→ **TASK REQUIREMENTS**
Carry on the piece about Charlotte's NASCAR Hall of Fame subsidy deal, writing what comes after its final sentence.

== TEXT BLOCK ==

Have I really never mentioned the subsidy deal that Charlotte entered into in order to become home of the NASCAR Hall of Fame? Well, better late than never, so how’s that working out, anyway?
As it turns out, the $192 million Nascar Hall of Fame, with vintage cars dating to the 1940s, is drawing fewer than half the visitors forecast when it opened in 2010, leading officials last month to use $5 million of public funds to settle bank loans. The move is raising questions about how North Carolina’s largest city has financed economic development.
Here’s how the deal went down: Charlotte sold $137 million in bonds in 2009 to help pay for the monument to fiery death, to be repaid by a 2 percent tax on hotel and motel rooms. Unfortunately, the Charlotte Regional Visitors Authority also agreed to run the place, and instead of bringing in lots of new visitors, it’s been losing money hand over fist, making necessary last month’s bailout.

===
== DATASET CONTENT ==

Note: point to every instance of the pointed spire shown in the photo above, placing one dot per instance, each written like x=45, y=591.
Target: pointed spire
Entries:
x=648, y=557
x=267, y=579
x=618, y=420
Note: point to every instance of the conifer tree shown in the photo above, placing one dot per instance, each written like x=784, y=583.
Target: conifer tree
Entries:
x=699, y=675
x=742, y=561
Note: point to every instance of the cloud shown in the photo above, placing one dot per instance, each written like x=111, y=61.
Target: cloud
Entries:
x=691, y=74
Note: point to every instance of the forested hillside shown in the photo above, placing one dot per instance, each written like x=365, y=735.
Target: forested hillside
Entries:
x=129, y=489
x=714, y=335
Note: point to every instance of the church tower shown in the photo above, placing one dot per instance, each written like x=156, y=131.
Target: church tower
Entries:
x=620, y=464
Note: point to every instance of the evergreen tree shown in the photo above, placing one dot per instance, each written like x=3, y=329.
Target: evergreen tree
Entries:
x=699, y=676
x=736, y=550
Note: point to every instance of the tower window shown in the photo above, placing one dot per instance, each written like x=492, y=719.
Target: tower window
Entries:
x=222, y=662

===

→ **RESPONSE TO THE EXERCISE**
Bloomberg News draws the obvious conclusion, which is that sports and tourist enterprises are risky investments for cities, but there’s another lesson as well, which is: Keep your eye not only on the up front costs, but on the operating expenses. Handing over hotel/motel tax money for a venture like this was bad enough, but agreeing to cover operating losses was just doubling down on the risk. I know that tourism bureaus think it’s their job to throw money at crazy ideas in hopes that people from all over will come to town and lavish the local economy with out-of-town currency, but shouldn’t somebody be thinking this through more than “We have the money, we might as well spend it on something, what the hell, let’s see if this works?”
“The $5 million isn’t money that can pay for streets or anything else,” [city councilmember Vi] Lyle said. “It’s paid by people who stayed in our hotels.”
Apparently not. Carry on!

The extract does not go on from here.